**Task**
Copy the lines below word for word, from the line containing "Task: locate every instance of the distant" through the line containing "<point>196,198</point>", inclusive.

[Position identification records]
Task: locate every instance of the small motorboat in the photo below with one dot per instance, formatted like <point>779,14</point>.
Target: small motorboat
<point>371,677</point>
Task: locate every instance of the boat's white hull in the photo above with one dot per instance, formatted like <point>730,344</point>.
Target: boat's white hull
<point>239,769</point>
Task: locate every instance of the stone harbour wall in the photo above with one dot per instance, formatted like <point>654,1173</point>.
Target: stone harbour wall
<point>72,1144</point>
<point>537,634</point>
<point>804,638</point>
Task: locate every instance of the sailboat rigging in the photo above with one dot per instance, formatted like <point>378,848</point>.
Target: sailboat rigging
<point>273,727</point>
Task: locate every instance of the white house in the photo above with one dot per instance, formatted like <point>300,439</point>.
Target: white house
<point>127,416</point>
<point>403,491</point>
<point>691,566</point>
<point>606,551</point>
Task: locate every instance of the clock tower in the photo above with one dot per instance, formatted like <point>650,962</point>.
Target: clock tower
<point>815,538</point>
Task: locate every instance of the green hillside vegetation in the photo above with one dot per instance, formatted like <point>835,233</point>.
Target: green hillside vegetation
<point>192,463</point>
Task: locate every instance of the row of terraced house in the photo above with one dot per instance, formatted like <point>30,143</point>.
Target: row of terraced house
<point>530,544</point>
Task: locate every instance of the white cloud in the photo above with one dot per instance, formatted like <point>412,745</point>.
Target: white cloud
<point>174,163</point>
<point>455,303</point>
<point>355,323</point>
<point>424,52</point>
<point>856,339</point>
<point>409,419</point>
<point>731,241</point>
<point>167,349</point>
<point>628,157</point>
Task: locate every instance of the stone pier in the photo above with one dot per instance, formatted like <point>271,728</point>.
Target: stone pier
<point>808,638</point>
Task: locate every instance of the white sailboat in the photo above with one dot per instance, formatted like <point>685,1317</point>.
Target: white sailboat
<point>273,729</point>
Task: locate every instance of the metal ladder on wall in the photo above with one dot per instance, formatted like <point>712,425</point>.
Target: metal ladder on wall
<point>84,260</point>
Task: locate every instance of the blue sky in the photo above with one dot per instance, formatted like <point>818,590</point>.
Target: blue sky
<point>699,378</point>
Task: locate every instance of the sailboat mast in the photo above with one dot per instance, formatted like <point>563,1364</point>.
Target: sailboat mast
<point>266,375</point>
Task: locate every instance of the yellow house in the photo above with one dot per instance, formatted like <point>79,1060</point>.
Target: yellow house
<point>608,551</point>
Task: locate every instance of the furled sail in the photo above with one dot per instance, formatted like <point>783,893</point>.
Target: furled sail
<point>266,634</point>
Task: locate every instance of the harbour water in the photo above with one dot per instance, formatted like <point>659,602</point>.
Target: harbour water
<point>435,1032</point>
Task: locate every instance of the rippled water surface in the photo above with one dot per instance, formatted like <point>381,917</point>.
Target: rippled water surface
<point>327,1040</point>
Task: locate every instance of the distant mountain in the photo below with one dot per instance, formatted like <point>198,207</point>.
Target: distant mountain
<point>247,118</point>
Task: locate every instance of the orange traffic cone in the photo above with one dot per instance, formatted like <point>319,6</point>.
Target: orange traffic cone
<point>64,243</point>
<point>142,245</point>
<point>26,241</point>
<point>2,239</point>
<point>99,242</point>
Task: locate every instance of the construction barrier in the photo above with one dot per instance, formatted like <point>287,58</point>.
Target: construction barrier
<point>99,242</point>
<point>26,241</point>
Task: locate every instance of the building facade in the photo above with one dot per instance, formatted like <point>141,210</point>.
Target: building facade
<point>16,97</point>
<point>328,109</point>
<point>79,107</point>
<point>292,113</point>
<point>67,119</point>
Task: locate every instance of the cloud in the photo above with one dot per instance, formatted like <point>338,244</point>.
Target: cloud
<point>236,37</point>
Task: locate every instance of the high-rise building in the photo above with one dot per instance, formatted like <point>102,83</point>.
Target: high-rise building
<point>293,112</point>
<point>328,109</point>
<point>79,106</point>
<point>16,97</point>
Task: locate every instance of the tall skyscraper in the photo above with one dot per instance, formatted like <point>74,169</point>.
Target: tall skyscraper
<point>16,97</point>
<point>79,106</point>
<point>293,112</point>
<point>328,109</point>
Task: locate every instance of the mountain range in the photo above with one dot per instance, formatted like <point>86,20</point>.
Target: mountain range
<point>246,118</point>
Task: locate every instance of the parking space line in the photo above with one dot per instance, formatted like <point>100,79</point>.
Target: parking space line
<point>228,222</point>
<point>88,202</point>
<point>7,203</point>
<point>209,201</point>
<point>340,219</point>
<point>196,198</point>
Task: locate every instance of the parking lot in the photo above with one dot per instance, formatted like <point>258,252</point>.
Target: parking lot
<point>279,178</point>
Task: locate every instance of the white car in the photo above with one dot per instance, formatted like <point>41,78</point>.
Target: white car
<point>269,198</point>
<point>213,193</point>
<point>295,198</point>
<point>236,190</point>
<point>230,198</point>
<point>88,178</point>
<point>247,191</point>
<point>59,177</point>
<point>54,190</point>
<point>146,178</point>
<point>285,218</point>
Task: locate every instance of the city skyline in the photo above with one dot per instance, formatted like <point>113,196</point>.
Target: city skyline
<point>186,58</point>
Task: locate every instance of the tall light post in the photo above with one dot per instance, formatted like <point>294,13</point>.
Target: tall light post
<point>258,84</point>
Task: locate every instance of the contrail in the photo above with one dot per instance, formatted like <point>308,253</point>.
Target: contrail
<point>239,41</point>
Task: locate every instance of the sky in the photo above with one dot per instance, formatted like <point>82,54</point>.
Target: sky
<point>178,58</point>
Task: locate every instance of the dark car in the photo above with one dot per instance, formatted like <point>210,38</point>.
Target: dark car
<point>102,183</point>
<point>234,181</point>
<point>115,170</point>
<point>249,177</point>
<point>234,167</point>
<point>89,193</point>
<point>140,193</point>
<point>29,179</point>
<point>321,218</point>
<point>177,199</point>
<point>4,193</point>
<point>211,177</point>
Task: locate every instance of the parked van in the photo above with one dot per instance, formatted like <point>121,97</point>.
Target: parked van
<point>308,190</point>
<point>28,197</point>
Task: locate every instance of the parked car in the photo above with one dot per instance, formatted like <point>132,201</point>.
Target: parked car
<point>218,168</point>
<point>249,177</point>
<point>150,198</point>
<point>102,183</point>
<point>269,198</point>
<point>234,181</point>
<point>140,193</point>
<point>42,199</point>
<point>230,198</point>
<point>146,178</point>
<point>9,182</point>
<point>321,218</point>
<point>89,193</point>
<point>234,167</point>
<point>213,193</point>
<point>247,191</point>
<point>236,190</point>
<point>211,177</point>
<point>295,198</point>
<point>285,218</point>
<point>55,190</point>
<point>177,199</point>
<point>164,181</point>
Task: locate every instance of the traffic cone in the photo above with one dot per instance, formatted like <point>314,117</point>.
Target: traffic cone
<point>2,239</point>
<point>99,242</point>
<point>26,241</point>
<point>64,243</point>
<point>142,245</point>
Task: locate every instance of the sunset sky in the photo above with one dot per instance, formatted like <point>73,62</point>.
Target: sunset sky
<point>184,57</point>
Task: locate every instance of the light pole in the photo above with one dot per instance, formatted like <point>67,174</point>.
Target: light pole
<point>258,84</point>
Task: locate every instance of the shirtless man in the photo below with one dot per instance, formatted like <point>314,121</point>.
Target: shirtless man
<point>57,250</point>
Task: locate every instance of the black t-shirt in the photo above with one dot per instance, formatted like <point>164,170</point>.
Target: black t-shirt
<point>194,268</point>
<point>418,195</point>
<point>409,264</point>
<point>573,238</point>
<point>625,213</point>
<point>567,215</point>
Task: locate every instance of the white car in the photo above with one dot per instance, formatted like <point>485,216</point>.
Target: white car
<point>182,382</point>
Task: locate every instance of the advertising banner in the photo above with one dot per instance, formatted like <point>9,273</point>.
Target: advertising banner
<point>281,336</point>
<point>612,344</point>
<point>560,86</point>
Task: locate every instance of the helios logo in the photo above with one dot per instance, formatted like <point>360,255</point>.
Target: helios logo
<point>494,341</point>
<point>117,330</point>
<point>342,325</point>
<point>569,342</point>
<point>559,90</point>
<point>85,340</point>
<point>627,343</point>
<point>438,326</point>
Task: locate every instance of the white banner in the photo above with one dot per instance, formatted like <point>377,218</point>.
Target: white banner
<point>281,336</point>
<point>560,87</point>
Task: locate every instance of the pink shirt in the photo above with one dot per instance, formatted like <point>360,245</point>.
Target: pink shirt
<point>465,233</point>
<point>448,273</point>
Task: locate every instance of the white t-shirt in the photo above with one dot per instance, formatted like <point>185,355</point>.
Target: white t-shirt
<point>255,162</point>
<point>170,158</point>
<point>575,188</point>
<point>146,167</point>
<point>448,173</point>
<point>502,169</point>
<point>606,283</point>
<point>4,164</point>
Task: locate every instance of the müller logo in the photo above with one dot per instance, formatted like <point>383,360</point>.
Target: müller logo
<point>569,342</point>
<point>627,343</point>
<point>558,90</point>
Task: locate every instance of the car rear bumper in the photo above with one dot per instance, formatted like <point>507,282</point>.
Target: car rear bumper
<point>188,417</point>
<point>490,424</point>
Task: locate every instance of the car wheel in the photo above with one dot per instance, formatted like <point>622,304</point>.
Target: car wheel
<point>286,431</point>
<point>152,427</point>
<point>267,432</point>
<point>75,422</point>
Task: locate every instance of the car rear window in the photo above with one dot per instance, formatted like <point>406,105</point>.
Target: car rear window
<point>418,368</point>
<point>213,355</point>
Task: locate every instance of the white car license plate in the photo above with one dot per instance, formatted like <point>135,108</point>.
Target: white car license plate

**Solution below**
Task: locate every instance of the distant mountain in the photo below with one dot per instance, formatted like <point>198,207</point>.
Target: distant mountain
<point>247,118</point>
Task: locate every instance of the orange traffic cone in the photo above with one dot per instance, formatted like <point>319,6</point>.
Target: orange traffic cone
<point>64,243</point>
<point>142,245</point>
<point>26,241</point>
<point>2,239</point>
<point>99,242</point>
Task: locate every instance of the construction barrier in the photo above with one dot per instance, formatted like <point>287,58</point>.
Target: construction barrier
<point>99,242</point>
<point>26,241</point>
Task: locate every instance of the building facade in the photo above with one dot per instance, formatted like <point>141,210</point>.
Target: building facade
<point>16,97</point>
<point>328,109</point>
<point>79,107</point>
<point>292,113</point>
<point>67,119</point>
Task: locate every instance of the cloud in the photo above with one dot per instance, formatted like <point>338,244</point>.
Target: cloud
<point>236,37</point>
Task: locate every instance of the high-rise building in the photo above with one dot per instance, formatted like <point>102,83</point>.
Target: high-rise building
<point>293,112</point>
<point>328,109</point>
<point>79,106</point>
<point>16,97</point>
Task: locate every instance of the tall skyscraper in the photo above with one dot per instance, formatted like <point>74,169</point>.
Target: tall skyscraper
<point>16,97</point>
<point>79,106</point>
<point>293,112</point>
<point>328,109</point>
Task: locate every instance of the mountain range in the photo above with one dot per instance, formatted like <point>86,20</point>.
Target: mountain range
<point>246,118</point>
Task: locate every instance of the parking space line in the photo above with one dot per instance, formatted like <point>100,79</point>.
Target: parking space line
<point>228,222</point>
<point>88,202</point>
<point>7,203</point>
<point>209,201</point>
<point>340,219</point>
<point>196,198</point>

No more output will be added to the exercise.